**Your assignment**
Beginning with the first line below, please repeat the material exactly, ending with the line that includes "pixel 257 285".

**Provided entries**
Start of Block
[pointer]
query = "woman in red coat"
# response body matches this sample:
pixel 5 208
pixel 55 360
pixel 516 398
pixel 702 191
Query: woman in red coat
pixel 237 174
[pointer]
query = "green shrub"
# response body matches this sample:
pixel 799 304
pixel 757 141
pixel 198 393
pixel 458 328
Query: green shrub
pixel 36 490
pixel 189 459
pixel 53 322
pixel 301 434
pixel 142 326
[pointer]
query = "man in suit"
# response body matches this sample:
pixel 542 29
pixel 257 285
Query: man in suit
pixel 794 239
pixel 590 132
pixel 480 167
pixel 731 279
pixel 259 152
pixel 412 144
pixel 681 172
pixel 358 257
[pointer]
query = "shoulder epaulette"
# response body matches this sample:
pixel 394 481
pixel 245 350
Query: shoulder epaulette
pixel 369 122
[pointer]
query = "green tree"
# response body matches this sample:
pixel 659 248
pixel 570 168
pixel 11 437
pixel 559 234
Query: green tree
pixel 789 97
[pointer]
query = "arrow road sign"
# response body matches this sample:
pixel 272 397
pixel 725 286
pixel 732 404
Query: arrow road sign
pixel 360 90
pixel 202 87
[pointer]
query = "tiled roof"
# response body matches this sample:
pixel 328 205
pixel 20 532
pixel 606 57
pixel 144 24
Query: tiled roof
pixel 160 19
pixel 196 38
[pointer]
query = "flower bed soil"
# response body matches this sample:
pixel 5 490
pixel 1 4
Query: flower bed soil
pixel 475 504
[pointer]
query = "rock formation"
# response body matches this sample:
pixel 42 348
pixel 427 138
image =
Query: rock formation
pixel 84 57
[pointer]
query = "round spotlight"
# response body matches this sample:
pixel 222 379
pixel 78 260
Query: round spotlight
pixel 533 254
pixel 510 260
End of Block
**Answer area**
[pointer]
query = "woman in red coat"
# response body matches this sample:
pixel 5 208
pixel 55 360
pixel 516 398
pixel 702 191
Query: woman in red coat
pixel 237 174
[pointer]
query = "green shrub"
# response body matches this sample:
pixel 799 304
pixel 757 141
pixel 198 393
pixel 458 328
Query: green shrub
pixel 36 490
pixel 189 459
pixel 53 322
pixel 301 434
pixel 142 326
[pointer]
query = "man in suit"
# response body matches this sample:
pixel 542 29
pixel 257 285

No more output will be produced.